Entries for labeling object positions:
·····

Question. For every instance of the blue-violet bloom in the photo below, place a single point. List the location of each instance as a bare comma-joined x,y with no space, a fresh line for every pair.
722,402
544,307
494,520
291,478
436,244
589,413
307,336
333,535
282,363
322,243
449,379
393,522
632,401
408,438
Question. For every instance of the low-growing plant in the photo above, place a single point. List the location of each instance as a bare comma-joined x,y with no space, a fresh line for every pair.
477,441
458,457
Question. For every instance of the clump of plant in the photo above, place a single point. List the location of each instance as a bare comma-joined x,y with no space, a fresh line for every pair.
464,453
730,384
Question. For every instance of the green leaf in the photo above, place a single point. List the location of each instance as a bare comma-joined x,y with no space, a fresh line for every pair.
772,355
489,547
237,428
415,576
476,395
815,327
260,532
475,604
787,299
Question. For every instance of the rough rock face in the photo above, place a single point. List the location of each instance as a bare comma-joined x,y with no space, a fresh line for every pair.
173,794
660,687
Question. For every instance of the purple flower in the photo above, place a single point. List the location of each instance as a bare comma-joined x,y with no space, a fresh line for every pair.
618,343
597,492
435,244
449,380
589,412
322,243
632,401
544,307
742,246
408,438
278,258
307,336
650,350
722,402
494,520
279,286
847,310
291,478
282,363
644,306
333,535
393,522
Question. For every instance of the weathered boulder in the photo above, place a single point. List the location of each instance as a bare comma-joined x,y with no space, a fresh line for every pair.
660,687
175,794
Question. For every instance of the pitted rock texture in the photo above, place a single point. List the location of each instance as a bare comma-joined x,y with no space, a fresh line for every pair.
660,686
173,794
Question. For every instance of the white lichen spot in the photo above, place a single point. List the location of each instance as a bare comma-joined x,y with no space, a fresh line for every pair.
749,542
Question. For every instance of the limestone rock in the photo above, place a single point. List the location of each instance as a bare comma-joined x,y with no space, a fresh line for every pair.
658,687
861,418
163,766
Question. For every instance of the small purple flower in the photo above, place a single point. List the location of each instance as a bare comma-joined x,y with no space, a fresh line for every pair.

·····

### EXERCISE AIM
Retype all of the entries above character for character, keeping every line break where it stands.

### OUTPUT BELOW
Question. For every instance of the blue-violet bloom in the photo below, place a single point. List the location of each instance as a bare comma-joined x,y with no space, a fresh line for every pair.
722,402
544,307
494,520
291,478
436,244
589,413
307,336
333,535
282,363
322,243
449,379
393,522
632,401
408,438
Question. For every instance of the low-growing plant in the photo above, place a single point. List the location of each instance as a bare comma-joined x,y with no space, a fresh line for every pair.
477,441
458,457
Question. For every instance of the clump of plant in the photo above, place a single point. List the location of each instance as a bare comma-joined x,y with no space, a fresh line for every pair.
464,453
730,384
Question. For every instance of the green leaf in the photo above, place a single point. List the location of each instance as a bare comma-joined x,y with no space, a fresh line for every pair.
772,355
489,547
237,428
415,576
476,395
815,327
260,532
475,604
787,299
Question. For every instance of the rough rock face in the photo above, place a single point. List the location of each instance as a bare comma-joined x,y with no space, a fresh line for every pair.
173,794
660,687
Question. For every instance of the purple flower in the photo above, place a single point. List the location of each instance as a bare comma-joined x,y with no space, a fresh line for every pair.
618,343
597,492
435,244
449,380
589,412
322,243
632,401
544,307
742,246
408,438
278,258
307,336
650,350
722,402
494,520
279,286
847,310
291,478
282,363
644,306
333,535
393,522
Question. For every instance of the weathered boulder in the photo above, place a single point. List the location of each instance as a bare comma-joined x,y with no space, a fresh line for every pair.
660,687
175,794
Question. For every instance of the pitted rock texture in the photo above, place a single point. List the location of each instance as a bare comma-joined x,y with no space, a fresh line for every pair.
660,686
173,794
Question. For every instance of the white lichen spot in the photo above, place a single point. List the location of each instance as a bare comma-joined x,y with no space, a fresh line for every pair.
749,542
Question. For every instance of the limestone rock in the photo above, place a single point. List the location of each instance as a bare comma-joined x,y with no space, a fresh line for every pair.
658,687
861,418
163,766
Question. For every instance of the small purple flower in the photo above, place a single point. List the location of each instance as a bare comma-joined x,y with no space, a fresh line for every pair.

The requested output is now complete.